What needs to be done: Arrange the data below as a Markdown table with the columns Row and Line, numbering each row and leaving out blank lines. Begin at the line that has "(format x=273, y=70)" and stop after the line that has "x=487, y=444".

start Dataset records

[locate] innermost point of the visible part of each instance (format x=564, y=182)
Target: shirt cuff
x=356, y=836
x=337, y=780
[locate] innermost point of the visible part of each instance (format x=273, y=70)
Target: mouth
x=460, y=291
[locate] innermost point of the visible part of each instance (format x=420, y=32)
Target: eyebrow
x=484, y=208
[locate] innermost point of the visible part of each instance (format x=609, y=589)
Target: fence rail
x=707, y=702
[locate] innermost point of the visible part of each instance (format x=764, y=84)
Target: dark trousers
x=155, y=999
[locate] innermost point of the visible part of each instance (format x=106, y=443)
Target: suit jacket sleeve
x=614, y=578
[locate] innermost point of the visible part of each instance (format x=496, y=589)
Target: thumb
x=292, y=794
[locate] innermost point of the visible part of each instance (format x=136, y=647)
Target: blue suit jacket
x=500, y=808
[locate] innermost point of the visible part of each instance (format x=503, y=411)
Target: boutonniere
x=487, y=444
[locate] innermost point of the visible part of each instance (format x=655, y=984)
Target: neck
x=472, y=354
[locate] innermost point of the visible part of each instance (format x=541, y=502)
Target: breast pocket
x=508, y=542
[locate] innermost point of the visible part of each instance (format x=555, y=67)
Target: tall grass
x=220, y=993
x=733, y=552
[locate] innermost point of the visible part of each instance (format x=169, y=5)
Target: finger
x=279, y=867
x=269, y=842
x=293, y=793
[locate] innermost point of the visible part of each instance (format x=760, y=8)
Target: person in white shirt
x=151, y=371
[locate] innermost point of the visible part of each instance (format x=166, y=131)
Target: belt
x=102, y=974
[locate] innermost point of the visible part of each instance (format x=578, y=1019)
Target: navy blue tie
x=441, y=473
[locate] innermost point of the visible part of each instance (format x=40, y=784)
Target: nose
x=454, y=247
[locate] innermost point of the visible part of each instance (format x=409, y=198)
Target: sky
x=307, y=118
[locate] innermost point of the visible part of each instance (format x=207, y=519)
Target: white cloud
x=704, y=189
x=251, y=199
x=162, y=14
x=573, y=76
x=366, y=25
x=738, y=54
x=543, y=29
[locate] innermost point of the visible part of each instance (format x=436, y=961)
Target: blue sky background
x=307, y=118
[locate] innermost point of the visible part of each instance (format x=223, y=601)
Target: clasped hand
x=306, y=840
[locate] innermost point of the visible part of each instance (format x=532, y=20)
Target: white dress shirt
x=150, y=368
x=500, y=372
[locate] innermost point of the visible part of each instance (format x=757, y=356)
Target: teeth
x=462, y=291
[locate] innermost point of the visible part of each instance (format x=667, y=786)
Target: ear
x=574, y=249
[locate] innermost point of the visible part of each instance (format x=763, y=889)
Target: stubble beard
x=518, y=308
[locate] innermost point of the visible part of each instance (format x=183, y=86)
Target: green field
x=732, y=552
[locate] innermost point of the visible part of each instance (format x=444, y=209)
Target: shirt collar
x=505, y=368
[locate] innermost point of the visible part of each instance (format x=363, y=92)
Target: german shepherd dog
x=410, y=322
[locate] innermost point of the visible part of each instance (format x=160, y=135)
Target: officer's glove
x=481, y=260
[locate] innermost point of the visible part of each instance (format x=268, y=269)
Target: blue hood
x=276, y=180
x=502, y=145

end Dataset records

Task answer:
| Row | Line |
|---|---|
| 1 | [locate] innermost point of the visible part of each instance (format x=273, y=70) |
| 2 | Target: mouth |
| 3 | x=460, y=291 |
| 4 | [locate] innermost point of the visible part of each instance (format x=420, y=32) |
| 5 | Target: eyebrow |
| 6 | x=484, y=208 |
| 7 | [locate] innermost point of the visible part of each instance (format x=609, y=589) |
| 8 | Target: fence rail |
| 9 | x=707, y=702 |
| 10 | [locate] innermost point of the visible part of each instance (format x=764, y=84) |
| 11 | Target: dark trousers |
| 12 | x=155, y=999 |
| 13 | [locate] innermost point of the visible part of each instance (format x=106, y=443) |
| 14 | Target: suit jacket sleeve |
| 15 | x=614, y=578 |
| 16 | [locate] innermost point of the visible part of each instance (format x=496, y=589) |
| 17 | Target: thumb |
| 18 | x=292, y=794 |
| 19 | [locate] innermost point of the visible part of each instance (format x=136, y=647) |
| 20 | Target: blue suit jacket |
| 21 | x=500, y=808 |
| 22 | [locate] innermost point of the visible part of each instance (format x=503, y=411) |
| 23 | Target: boutonniere |
| 24 | x=487, y=444 |